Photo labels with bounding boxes
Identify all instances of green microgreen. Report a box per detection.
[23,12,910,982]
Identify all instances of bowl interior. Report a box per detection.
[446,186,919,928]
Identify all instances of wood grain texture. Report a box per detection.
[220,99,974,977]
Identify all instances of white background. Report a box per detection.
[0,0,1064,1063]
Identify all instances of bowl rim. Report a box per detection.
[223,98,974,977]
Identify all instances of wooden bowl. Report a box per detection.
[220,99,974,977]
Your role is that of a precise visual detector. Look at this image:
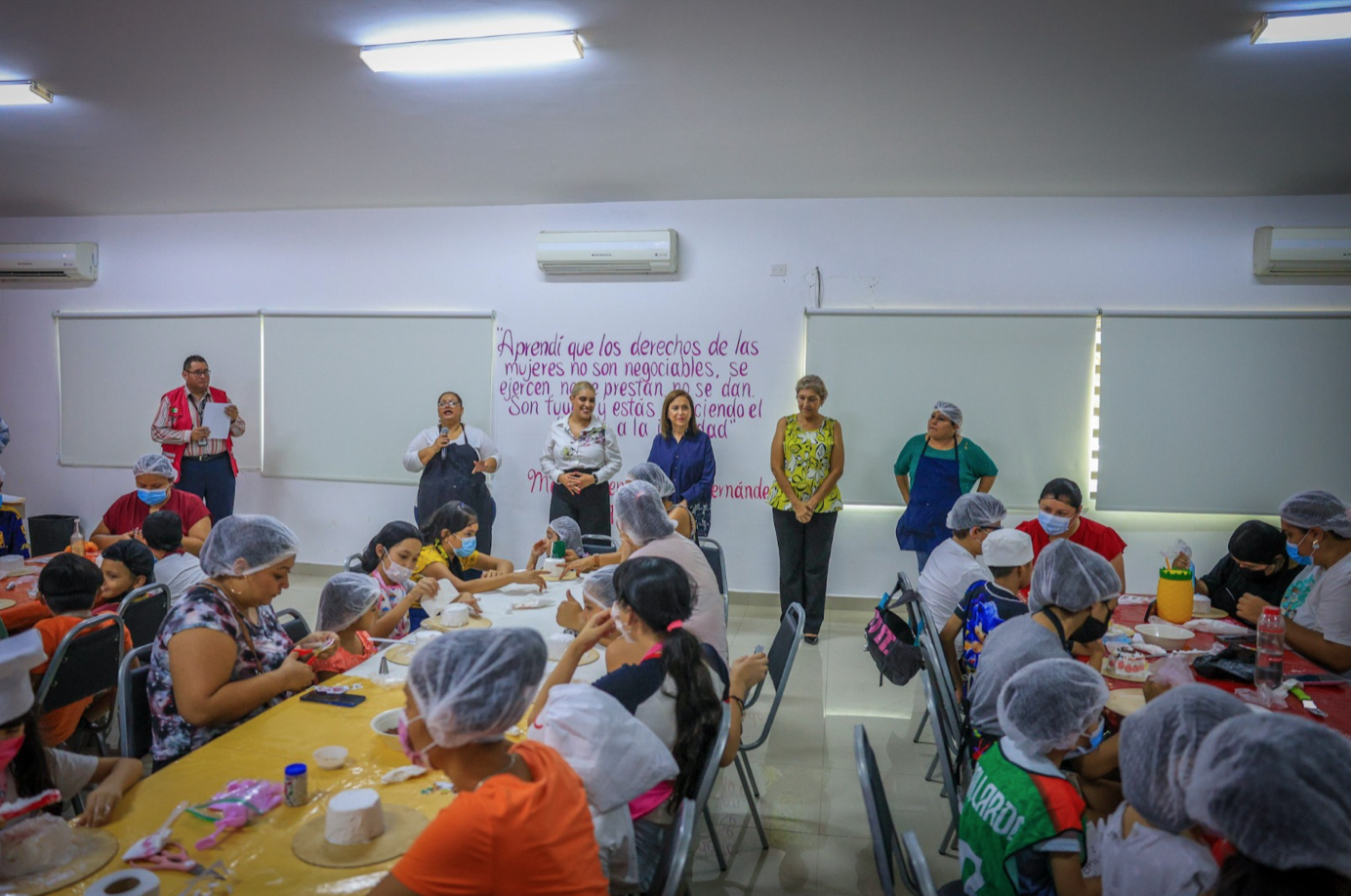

## YOUR OBJECTIVE
Update all of the material above by changing every "bowl" to "dish" and keeping everything else the same. Omit the pictures from your answer.

## EXERCISE RESPONSE
Identify all instances of green microgreen. Report a box per detection.
[23,12,910,982]
Identify all instances of dish interior. Report a box per detection.
[446,186,919,928]
Identify all instances of wood grain texture. Report a box per detection.
[220,99,974,977]
Identify all instances of white background. Report a box per detection.
[0,0,1064,1063]
Identify all instances of dish rim. Report a box per detection.
[223,98,974,977]
Identify all instances of wooden dish. Report a box per detection.
[220,99,974,977]
Your role is that of a precise visual detector. Look at this image:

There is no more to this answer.